Goal of the exercise
Pull out every line in the entries below that contains the word "water", and leave out all other lines.
--- Start Items ---
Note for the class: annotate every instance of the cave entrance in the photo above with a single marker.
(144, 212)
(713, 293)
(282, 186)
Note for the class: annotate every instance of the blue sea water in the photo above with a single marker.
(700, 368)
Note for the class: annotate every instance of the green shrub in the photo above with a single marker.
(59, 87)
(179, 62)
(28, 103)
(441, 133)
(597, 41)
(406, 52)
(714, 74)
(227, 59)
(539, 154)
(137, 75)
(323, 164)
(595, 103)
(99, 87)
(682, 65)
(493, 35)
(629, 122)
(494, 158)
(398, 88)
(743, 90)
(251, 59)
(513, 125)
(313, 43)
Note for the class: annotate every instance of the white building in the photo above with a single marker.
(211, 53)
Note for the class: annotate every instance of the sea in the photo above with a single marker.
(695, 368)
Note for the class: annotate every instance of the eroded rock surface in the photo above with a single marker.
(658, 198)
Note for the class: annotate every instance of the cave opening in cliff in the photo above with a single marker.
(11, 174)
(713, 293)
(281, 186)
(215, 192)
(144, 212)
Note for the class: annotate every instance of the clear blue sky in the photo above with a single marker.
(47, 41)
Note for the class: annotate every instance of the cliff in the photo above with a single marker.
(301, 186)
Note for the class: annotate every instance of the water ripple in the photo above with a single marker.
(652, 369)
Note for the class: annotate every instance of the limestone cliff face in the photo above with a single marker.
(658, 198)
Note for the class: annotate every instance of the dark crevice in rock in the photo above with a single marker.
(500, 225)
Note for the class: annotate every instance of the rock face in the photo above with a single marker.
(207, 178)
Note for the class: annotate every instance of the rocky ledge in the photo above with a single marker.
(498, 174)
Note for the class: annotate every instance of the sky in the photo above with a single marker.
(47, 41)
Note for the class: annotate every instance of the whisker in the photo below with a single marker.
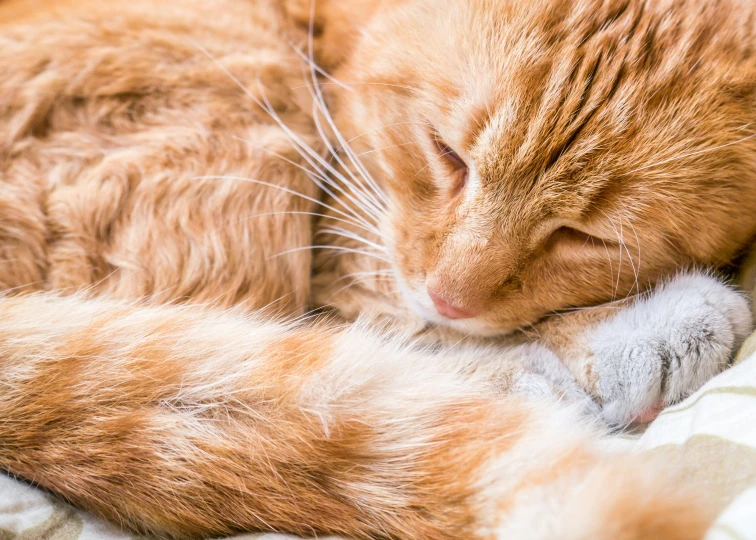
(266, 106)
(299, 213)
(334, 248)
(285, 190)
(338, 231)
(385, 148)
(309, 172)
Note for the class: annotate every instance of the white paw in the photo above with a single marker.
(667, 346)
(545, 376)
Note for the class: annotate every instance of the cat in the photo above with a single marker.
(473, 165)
--- End Items ---
--- Start Items ---
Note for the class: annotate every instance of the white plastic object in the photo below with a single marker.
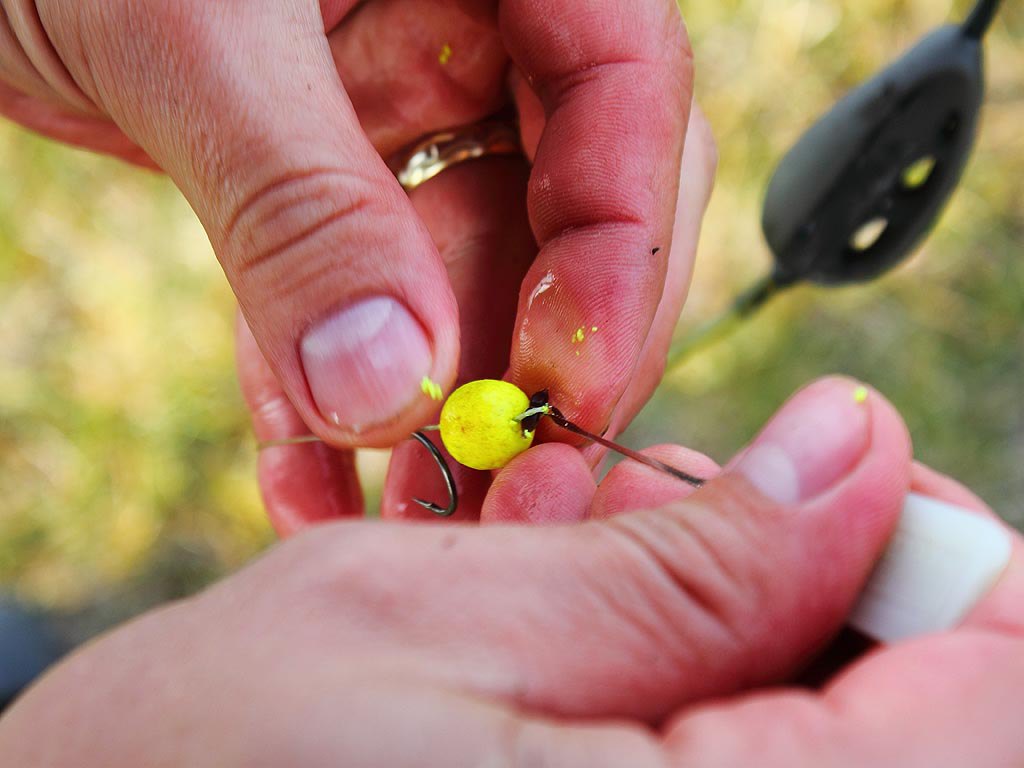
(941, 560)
--- End Items ---
--- Start Items ---
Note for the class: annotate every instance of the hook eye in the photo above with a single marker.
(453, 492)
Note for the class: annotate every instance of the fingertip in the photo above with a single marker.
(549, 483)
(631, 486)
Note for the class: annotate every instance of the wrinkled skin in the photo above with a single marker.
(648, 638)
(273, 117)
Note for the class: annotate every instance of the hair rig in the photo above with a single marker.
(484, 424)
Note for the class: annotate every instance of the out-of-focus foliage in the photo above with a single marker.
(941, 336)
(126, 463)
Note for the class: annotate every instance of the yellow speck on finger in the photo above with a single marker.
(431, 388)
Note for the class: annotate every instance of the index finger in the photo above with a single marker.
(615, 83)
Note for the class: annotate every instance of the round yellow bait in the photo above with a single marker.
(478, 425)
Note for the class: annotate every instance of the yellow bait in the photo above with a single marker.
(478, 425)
--- End Items ---
Solution for this problem
Note for the class: annotate every instance of the blue sea water in the photo above with a single marker.
Note for the class: annotate every instance of the water ripple in the photo above with a single marker.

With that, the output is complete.